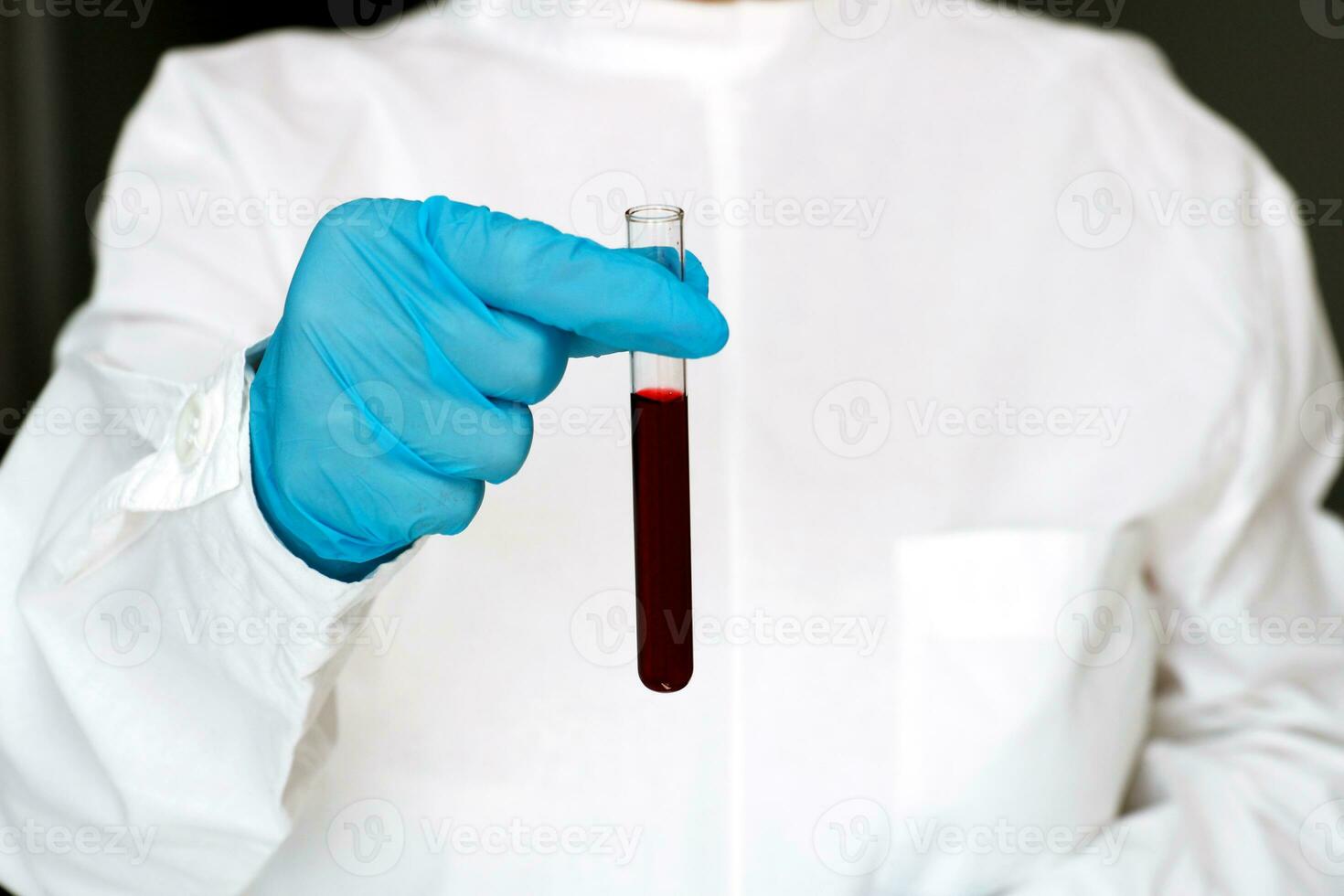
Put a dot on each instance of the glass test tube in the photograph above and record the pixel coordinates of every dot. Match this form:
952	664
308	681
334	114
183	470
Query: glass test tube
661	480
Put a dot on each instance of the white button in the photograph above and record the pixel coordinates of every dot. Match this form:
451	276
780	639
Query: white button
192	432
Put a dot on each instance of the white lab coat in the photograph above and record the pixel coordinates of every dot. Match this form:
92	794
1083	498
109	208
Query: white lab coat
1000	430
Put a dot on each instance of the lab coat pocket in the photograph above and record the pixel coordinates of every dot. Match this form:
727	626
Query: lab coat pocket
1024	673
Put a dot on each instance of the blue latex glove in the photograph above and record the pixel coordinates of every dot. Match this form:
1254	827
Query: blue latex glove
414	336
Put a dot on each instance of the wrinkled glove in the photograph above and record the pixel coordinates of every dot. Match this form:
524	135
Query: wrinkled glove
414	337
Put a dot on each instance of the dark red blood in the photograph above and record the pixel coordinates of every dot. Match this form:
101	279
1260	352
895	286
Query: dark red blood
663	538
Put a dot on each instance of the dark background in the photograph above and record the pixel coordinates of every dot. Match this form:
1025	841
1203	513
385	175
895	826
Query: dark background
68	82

◆ ◆ ◆

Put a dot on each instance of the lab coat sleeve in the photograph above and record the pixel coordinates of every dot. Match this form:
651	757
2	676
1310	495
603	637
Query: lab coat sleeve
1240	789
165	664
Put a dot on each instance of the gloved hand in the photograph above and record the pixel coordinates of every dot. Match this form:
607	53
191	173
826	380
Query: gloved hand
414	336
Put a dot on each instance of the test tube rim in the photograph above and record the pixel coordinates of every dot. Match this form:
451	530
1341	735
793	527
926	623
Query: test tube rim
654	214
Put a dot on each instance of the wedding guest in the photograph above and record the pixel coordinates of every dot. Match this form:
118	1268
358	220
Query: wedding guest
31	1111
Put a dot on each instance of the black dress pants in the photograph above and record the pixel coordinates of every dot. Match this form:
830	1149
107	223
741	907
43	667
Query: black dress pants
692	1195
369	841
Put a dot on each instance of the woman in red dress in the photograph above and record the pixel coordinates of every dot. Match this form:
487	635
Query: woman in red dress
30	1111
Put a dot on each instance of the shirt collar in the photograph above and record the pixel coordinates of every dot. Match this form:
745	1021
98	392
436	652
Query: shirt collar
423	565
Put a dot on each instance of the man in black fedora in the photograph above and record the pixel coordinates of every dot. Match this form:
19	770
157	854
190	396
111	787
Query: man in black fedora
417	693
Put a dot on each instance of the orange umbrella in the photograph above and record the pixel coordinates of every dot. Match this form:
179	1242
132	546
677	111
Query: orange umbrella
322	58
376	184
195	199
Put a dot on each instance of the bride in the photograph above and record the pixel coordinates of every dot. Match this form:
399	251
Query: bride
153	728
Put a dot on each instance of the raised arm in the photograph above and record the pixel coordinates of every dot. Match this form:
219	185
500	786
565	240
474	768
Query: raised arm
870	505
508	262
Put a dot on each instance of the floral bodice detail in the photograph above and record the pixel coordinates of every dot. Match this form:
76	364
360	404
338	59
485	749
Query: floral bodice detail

◆ ◆ ◆

| Task to carry out |
State how many lines in the rows above contain the string "dress", matching case exactly. Give only the number.

| Solution for this exercise |
4